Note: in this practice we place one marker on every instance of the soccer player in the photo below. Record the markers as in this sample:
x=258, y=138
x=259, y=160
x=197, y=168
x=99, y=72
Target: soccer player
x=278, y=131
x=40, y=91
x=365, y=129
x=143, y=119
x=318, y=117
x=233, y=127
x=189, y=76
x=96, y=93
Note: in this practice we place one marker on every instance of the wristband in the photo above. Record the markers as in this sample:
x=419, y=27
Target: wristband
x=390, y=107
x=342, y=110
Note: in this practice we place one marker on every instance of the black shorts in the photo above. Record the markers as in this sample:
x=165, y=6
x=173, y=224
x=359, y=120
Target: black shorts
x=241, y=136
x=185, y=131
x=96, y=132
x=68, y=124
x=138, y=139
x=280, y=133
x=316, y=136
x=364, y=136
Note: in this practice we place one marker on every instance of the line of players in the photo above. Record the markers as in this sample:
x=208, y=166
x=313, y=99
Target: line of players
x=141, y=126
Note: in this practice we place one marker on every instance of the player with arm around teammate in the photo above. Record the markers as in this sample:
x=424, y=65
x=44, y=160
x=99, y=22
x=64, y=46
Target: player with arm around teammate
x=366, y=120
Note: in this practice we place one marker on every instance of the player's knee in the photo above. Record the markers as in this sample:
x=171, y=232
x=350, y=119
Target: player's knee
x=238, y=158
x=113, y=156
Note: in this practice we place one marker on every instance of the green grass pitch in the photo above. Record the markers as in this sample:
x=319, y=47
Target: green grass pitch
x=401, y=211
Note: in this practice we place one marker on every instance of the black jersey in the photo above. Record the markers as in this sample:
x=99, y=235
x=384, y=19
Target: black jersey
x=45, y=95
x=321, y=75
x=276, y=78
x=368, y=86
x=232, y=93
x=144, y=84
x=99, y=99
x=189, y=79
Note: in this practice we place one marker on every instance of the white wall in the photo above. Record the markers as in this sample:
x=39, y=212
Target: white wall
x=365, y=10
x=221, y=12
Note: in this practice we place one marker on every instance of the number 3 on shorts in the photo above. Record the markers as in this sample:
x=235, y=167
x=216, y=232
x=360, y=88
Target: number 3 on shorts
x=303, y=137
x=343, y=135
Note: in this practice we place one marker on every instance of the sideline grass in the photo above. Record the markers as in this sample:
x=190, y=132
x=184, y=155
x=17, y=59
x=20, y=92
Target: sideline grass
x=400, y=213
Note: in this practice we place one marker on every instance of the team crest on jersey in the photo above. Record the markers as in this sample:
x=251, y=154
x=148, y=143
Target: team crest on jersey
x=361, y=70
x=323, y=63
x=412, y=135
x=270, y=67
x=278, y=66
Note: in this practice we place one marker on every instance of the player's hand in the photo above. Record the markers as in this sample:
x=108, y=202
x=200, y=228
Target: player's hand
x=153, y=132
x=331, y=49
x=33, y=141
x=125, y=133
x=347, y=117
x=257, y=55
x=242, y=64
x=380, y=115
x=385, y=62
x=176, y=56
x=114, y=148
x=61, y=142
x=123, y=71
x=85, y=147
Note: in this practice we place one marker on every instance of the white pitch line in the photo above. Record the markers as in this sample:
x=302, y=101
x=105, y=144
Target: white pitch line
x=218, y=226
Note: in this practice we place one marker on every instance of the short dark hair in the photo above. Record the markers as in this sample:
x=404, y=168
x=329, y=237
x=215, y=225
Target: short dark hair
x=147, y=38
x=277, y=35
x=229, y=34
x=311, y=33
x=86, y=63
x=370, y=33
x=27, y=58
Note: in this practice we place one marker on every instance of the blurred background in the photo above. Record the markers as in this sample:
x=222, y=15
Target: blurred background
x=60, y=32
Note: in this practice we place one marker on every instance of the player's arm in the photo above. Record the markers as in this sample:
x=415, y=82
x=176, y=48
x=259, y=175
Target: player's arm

● **Stated task**
Reproduce each of the lines above verbatim, from the first to the last, without omitting or altering any of them.

● **Full response**
Note: in this practice we place one marker on every instance of the soccer player in the photo below. Record the markers as in this sample:
x=258, y=138
x=259, y=160
x=197, y=168
x=99, y=72
Target: soccer player
x=278, y=131
x=40, y=91
x=365, y=129
x=143, y=119
x=318, y=117
x=233, y=127
x=189, y=76
x=96, y=93
Note: in this practice we place one marker on every instance of the wristband in the photo above. Record the markers as in this sample:
x=419, y=27
Target: wristband
x=390, y=107
x=342, y=110
Note: in this practice we place one marker on every instance of the black shorts in the photo above. Record the markers as in this sample:
x=165, y=6
x=173, y=224
x=359, y=120
Target: black shorts
x=241, y=136
x=185, y=131
x=96, y=132
x=68, y=124
x=138, y=139
x=280, y=133
x=316, y=136
x=364, y=136
Note: in this practice we place one marker on every instance of the line of players in the photo above. Record the markers as in this sample:
x=208, y=166
x=313, y=99
Target: line of players
x=141, y=126
Note: in this practice we place one marker on every instance of the player with arm around teammate in the photo above. Record the markers as in this sample:
x=424, y=65
x=44, y=160
x=99, y=22
x=64, y=46
Target: player with arm around teammate
x=366, y=120
Note: in this practice we place one marker on every instance of the player's knee in the photo above. Record the markers as in this sample:
x=171, y=232
x=350, y=119
Target: player's knee
x=238, y=158
x=113, y=156
Note: in this practice we place one marker on every instance of the green grass pitch in the photo above. Record the markers as in this sample:
x=319, y=47
Target: green grass pitch
x=401, y=211
Note: in this practice we place one marker on every instance of the black jersey in the photo above. Record the markers as in this sample:
x=99, y=235
x=384, y=19
Target: black jersey
x=45, y=95
x=321, y=75
x=276, y=78
x=368, y=86
x=232, y=93
x=144, y=84
x=99, y=99
x=189, y=79
Note: in this practice we place one marker on every instance of the white wall in the photo above. Record the markers as in this sample:
x=39, y=212
Target: white wall
x=365, y=10
x=221, y=12
Note: in this practice we place one marker on every instance of the number 3 on shorts in the photo above. Record the markers as in this sample:
x=235, y=167
x=216, y=232
x=360, y=88
Target: number 3 on shorts
x=303, y=137
x=343, y=135
Note: in this practice we place one marker on every instance of the sideline grass in the photo above. Record the markers as in this sample:
x=190, y=132
x=184, y=155
x=17, y=59
x=20, y=92
Target: sideline grass
x=400, y=213
Note: in this practice we place one marker on every instance of the team crest on jersey in the photo above. Record the markers as in this sample:
x=251, y=154
x=148, y=143
Target: team crest on jersey
x=361, y=70
x=323, y=63
x=412, y=135
x=270, y=67
x=278, y=66
Note: in this practice we place one marker on every instance of the player's hand in the photo above. Record the markers as in this sample:
x=108, y=202
x=200, y=228
Target: player's hand
x=153, y=132
x=331, y=49
x=33, y=141
x=125, y=133
x=347, y=117
x=257, y=55
x=242, y=64
x=380, y=115
x=385, y=62
x=176, y=56
x=114, y=148
x=61, y=142
x=123, y=71
x=85, y=147
Note: in this practice we place one marker on every instance of the white pitch line in the photo above. Record the markers as in this sample:
x=302, y=101
x=105, y=144
Target: white pitch line
x=218, y=226
Note: in this practice we place one marker on every instance of the short dark hair in the photo above. Record the markers as in this sample:
x=404, y=168
x=329, y=237
x=215, y=225
Target: short dark hair
x=147, y=38
x=277, y=35
x=229, y=34
x=311, y=33
x=86, y=63
x=370, y=33
x=27, y=58
Note: in this practice we place one marker on every instance of the blurred background in the photo above. Record the markers as in this sample:
x=222, y=15
Target: blurred background
x=60, y=32
Note: in this practice we place one marker on every instance of the player's arm in the photo above. Record the markers as in this sample:
x=415, y=82
x=176, y=48
x=259, y=175
Target: player's arm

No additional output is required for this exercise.